━━ Data for the task

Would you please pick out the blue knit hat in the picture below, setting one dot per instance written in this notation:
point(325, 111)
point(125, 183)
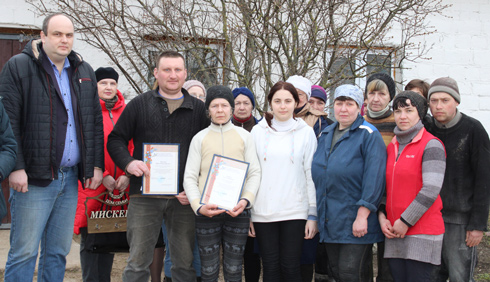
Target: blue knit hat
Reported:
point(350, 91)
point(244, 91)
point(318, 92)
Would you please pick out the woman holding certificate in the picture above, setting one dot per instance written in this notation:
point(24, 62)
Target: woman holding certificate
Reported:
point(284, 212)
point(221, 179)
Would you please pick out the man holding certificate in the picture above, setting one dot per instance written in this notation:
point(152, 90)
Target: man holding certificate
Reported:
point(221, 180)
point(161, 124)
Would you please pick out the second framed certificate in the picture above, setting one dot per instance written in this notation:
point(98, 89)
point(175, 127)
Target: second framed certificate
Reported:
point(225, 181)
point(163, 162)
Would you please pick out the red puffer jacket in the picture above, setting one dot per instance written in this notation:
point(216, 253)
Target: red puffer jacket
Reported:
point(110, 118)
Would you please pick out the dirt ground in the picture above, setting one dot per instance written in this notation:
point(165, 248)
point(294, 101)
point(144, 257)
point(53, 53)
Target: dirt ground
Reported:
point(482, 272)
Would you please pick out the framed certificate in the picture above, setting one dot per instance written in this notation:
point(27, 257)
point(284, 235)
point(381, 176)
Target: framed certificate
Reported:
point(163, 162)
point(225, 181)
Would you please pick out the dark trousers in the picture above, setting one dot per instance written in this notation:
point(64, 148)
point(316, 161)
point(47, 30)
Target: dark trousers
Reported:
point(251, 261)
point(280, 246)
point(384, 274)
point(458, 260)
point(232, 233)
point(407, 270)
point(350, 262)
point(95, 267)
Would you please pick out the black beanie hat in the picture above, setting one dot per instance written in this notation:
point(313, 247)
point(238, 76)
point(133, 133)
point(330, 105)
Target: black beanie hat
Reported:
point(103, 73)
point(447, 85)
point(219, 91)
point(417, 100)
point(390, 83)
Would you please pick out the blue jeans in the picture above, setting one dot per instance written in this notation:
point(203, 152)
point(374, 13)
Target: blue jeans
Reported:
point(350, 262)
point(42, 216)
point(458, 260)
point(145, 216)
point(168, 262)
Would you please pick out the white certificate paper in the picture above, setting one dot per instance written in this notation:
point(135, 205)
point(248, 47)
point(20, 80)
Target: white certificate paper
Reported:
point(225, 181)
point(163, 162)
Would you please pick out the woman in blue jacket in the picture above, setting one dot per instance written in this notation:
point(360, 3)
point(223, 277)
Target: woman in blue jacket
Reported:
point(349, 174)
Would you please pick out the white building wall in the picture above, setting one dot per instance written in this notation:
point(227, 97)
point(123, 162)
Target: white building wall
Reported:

━━━━
━━ Data for the task

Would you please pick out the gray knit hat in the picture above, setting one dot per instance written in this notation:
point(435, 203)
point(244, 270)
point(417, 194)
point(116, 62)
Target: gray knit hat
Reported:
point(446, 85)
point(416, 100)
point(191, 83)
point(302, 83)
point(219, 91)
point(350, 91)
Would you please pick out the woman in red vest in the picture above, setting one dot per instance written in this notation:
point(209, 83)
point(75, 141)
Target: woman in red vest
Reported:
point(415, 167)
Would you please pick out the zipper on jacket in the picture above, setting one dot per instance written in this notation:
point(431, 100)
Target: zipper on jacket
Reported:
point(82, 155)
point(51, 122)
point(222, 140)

━━━━

- [Request]
Print everything from the line containing "Would you please pick out the man" down to the line containing "point(168, 262)", both included, reproducing each line without any change.

- [Solution to this problem]
Would you please pick out the man holding certificate in the picture above, setting one dot per instance written in this notation:
point(152, 90)
Target: man holding certificate
Reported:
point(221, 180)
point(161, 124)
Would you please pick out the second framed certificate in the picture above, setting one dot per instance written in this notation:
point(98, 89)
point(175, 127)
Target: second framed certificate
Reported:
point(225, 181)
point(163, 162)
Would you please pick out the red puffer jacket in the picture above, setting one dot per instance written in this notation:
point(216, 253)
Target: red puffer jacket
Reported:
point(110, 118)
Would you please pick out the dirt ground in the picture above, setting one dot per instance written in this notation:
point(165, 248)
point(294, 101)
point(144, 257)
point(53, 53)
Target: dirt ground
Reported:
point(482, 272)
Would you please pick out the framed certificate in the picture above, setting one dot per instance written in this notation:
point(27, 257)
point(284, 235)
point(381, 176)
Target: framed certificate
Reported:
point(163, 162)
point(225, 181)
Would you please pick out the dark trousers in the picture above, setting one dot per instance written in this notation:
point(64, 148)
point(316, 161)
point(47, 30)
Target: dark trousers
Reported:
point(251, 261)
point(280, 246)
point(384, 274)
point(458, 260)
point(232, 233)
point(407, 270)
point(350, 262)
point(95, 267)
Would you please pick out the black beanie hat in the picture above, setting one dot per instance written in this notation:
point(313, 247)
point(238, 76)
point(133, 133)
point(330, 105)
Target: black beanie hat
Reported:
point(103, 73)
point(447, 85)
point(219, 91)
point(417, 100)
point(390, 83)
Would you please pick out the blue jeans in the picture above, setting one dot per instance written in this notation:
point(203, 152)
point(374, 13)
Target: blue jeans
Reported:
point(350, 262)
point(42, 216)
point(458, 260)
point(145, 216)
point(168, 262)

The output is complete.